▶ _Data supplied_:

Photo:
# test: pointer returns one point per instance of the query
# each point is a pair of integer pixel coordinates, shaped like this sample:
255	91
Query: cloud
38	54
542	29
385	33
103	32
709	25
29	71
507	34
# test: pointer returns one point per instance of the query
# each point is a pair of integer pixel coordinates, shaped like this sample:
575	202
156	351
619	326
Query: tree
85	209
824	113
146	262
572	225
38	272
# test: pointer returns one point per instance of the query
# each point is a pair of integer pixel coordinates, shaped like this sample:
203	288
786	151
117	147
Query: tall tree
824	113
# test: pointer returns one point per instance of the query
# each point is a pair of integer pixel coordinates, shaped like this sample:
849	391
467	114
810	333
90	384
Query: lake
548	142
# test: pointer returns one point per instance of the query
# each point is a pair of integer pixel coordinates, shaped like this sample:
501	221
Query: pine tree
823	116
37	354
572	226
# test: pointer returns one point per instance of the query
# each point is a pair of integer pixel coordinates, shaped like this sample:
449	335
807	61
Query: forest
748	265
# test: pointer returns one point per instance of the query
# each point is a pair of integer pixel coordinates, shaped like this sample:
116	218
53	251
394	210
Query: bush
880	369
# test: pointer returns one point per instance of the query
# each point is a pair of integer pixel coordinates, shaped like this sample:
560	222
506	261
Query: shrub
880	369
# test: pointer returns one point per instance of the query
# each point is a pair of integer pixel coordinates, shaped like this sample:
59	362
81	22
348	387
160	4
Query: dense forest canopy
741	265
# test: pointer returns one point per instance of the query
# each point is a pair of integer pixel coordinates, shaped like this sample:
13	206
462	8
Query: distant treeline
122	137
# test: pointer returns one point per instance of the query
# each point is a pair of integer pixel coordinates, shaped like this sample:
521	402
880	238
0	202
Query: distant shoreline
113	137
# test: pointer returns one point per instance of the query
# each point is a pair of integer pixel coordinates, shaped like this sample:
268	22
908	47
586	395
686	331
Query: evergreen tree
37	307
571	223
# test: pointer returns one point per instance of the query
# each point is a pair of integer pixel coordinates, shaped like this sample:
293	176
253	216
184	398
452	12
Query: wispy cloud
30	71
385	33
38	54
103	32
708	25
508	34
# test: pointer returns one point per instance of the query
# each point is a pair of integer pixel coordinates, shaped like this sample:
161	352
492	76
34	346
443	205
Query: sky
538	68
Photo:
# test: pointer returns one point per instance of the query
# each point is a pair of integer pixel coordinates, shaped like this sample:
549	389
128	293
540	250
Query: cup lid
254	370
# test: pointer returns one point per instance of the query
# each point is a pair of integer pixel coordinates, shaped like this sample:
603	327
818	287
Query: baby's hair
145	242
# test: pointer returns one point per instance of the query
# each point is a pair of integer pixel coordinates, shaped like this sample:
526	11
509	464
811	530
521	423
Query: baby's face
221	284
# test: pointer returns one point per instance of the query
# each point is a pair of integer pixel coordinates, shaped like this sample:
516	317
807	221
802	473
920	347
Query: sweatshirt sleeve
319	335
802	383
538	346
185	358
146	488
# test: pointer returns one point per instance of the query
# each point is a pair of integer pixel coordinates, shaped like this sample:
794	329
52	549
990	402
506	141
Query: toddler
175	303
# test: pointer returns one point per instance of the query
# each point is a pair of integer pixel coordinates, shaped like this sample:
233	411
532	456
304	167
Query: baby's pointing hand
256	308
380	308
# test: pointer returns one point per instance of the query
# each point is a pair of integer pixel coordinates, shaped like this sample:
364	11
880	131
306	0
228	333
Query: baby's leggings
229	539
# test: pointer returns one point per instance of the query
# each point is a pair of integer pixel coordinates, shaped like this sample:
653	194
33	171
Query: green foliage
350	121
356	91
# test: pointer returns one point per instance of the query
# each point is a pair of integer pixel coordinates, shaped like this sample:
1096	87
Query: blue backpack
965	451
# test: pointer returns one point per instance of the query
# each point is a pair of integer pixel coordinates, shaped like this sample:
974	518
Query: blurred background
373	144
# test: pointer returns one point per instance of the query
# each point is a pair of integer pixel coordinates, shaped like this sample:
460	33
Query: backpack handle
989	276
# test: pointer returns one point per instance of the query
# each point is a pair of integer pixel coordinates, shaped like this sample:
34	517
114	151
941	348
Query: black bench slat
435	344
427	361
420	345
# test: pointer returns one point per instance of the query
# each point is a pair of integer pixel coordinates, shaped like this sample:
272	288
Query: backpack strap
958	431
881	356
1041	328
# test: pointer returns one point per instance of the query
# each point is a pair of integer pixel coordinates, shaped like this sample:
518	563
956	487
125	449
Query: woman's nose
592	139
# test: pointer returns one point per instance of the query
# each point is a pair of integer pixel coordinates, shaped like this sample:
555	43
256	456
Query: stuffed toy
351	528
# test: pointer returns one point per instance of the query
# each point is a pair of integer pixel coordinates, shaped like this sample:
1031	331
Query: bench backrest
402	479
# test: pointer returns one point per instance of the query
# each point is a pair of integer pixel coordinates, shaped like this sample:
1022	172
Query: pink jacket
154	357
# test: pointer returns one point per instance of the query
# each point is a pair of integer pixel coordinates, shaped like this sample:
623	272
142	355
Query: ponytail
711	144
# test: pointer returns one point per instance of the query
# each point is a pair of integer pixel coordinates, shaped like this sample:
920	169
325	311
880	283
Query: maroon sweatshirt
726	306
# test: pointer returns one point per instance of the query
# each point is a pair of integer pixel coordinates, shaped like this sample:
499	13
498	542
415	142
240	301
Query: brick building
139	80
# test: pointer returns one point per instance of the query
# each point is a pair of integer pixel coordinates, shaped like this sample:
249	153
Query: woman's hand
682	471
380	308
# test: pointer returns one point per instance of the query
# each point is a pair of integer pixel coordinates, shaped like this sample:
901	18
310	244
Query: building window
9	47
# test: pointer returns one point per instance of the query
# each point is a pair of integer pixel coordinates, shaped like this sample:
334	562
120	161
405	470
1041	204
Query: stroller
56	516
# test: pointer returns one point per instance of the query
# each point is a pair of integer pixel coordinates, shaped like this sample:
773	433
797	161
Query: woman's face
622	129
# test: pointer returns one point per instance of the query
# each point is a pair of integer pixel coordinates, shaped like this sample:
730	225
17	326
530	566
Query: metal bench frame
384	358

▶ _Work to do_:
Set down all of the entries exactly, please.

▶ _Written solution_:
Photo:
# test: pointer returns one point per instance of the query
# each point is a pair of integer pixel coordinates, shaped like this sample:
255	91
Query: cloud
38	54
542	29
385	33
103	32
709	25
29	71
507	34
# test: pointer returns one point per instance of the query
# each point is a pair of integer pixel coordinates, shaped like this sample:
575	202
156	351
619	326
Query: tree
85	209
824	113
146	262
572	225
38	272
# test: pointer returns one point per instance of the query
# each point is a pair of integer pixel coordinates, shaped like this sample:
203	288
786	151
117	147
Query: tall tree
824	113
# test: pointer returns one point per instance of the query
# each point is a pair of integer pixel coordinates, shaped like this sample:
849	391
467	114
810	333
90	384
Query: lake
548	142
# test: pointer returns one point per instance of the query
# each point is a pair of integer pixel coordinates, shaped like this sample:
501	221
Query: pine tree
823	116
37	354
572	226
# test: pointer returns one point per instance of the query
# each point is a pair of integer pixel coordinates, shaped like this sample:
449	335
807	61
Query: forest
748	265
# test: pointer returns one point per instance of the query
# each point is a pair of integer pixel coordinates, shaped like this sample:
116	218
53	251
394	210
Query: bush
880	369
# test: pointer returns one point per instance of the query
# each point is a pair of integer pixel coordinates, shaped like this sample:
560	222
506	261
Query: shrub
880	369
# test: pointer returns one point per instance of the query
# each point is a pair of integer pixel coordinates, shaped like this sample:
59	362
81	22
348	387
160	4
Query: dense forest canopy
741	265
# test: pointer returns one point per instance of the query
# each point is a pair of integer pixel coordinates, shaped like this sample:
13	206
462	8
Query: distant treeline
122	137
# test: pointer returns one point per instance of the query
# each point is a pair of integer pixel coordinates, shaped like this sample:
521	402
880	238
0	202
Query: distant shoreline
113	137
# test: pointer returns one point per instance of the query
# each point is a pair of integer pixel coordinates, shaped like this sample:
268	22
908	47
586	395
686	331
Query: evergreen tree
37	307
571	223
# test: pointer returns one point per instance of the query
# each point is a pair of integer pixel coordinates, shaped like this sample:
293	176
253	216
184	398
452	12
Query: wispy cloud
30	71
385	33
38	54
103	32
708	25
508	34
# test: pointer returns one point per instance of the query
# each point is a pair of integer pixel coordinates, shaped like this sample:
161	352
492	76
34	346
443	205
Query: sky
538	68
Photo:
# test: pointer returns one point per instance of the query
# each point is a pair of integer pixel coordinates, shaped like this sample:
549	389
128	293
540	250
Query: cup lid
254	370
# test: pointer returns one point per instance of the query
# each point is a pair of integer pixel coordinates, shaped like this sample:
603	327
818	287
Query: baby's hair
145	242
# test: pointer returns one point per instance of the query
# each point is a pair of integer pixel coordinates, shaped like this sample:
526	11
509	464
811	530
521	423
Query: baby's face
221	284
# test: pointer returns one point per instance of the query
# each point is a pair of integer pixel coordinates, shaped like this sample:
516	317
807	221
802	473
920	347
Query: sweatshirt sleeve
319	335
802	383
538	346
185	358
146	488
# test: pointer returns one point per instance of the query
# each point is a pair of integer pixel coordinates, shaped like this sample:
794	329
52	549
990	402
506	141
Query: toddler
175	303
# test: pointer returns one point per instance of the query
# each point is a pair of integer pixel coordinates, shaped like this sample:
233	411
532	456
304	167
Query: baby's pointing hand
256	308
380	308
# test: pointer returns one point per instance of the query
# each point is a pair of integer pixel coordinates, shaped like this sample:
364	11
880	131
306	0
228	333
Query: baby's leggings
229	539
# test: pointer returns one point per instance of the query
# each point is a pair of integer pixel coordinates, shaped like this sample:
653	194
33	171
Query: green foliage
350	121
356	91
# test: pointer returns one point per instance of the query
# each point is a pair of integer pixel coordinates, shaped like this sample:
1096	87
Query: blue backpack
965	451
# test: pointer returns one point per instance of the query
# each point is a pair of integer pixel coordinates, shaped like this sample:
974	518
Query: blurred background
373	144
# test: pointer returns one point per instance of the query
# each point is a pair of integer pixel coordinates, shaped like this sample:
460	33
Query: backpack handle
989	276
# test: pointer returns one point per instance of the query
# each point is a pair of integer pixel coordinates, shaped like this sample:
34	517
114	151
941	348
Query: black bench slat
435	344
427	361
420	345
# test: pointer returns one point per instance of the query
# each point is a pair of integer pixel coordinates, shaped like this sample:
272	288
Query: backpack strap
958	431
881	356
1041	328
# test: pointer returns one point per instance of the query
# each point is a pair of integer pixel coordinates, shaped like this sample:
518	563
956	487
125	449
Query: woman's nose
592	139
# test: pointer returns one point per instance of the query
# each point is a pair of integer pixel coordinates, shaped like this sample:
555	43
256	456
Query: stuffed toy
351	528
# test: pointer returns one point per instance of the query
# each point is a pair of integer pixel coordinates, shaped like this sample:
1031	331
Query: bench backrest
402	479
# test: pointer returns one point per instance of the query
# each point is a pair of integer pixel coordinates, shaped like this sample:
1022	172
Query: pink jacket
154	357
# test: pointer returns one point per instance of the query
# each point is a pair of integer pixel coordinates, shaped like this sample:
623	272
142	355
Query: ponytail
711	144
# test: pointer returns one point per instance of the query
# each point is a pair of integer pixel coordinates, shaped like this sample:
920	169
325	311
880	283
Query: maroon sweatshirt
726	306
# test: pointer returns one point per instance of the query
# each point is a pair of integer pixel coordinates, shaped like this sample:
499	13
498	542
415	142
240	301
Query: brick building
139	80
# test: pointer returns one point per instance of the query
# each point is a pair of integer pixel coordinates, shaped like this sample:
249	153
Query: woman's hand
682	471
380	308
# test: pointer returns one point per instance of the query
# each point is a pair of integer pixel coordinates, shaped like this sample:
901	18
310	244
Query: building window
9	47
# test: pointer returns one point per instance of the query
# each point is a pair of integer pixel coordinates, shaped like this sample:
334	562
120	161
405	470
1041	204
Query: stroller
56	516
# test: pointer returns one point per instance of the query
# each point is a pair of integer pixel coordinates, shaped like this sample:
773	433
797	161
Query: woman's face
622	129
# test: pointer returns one point per instance of the query
# each point is a pair of integer pixel coordinates, shaped like this sample:
730	225
17	326
530	566
Query: metal bench frame
384	358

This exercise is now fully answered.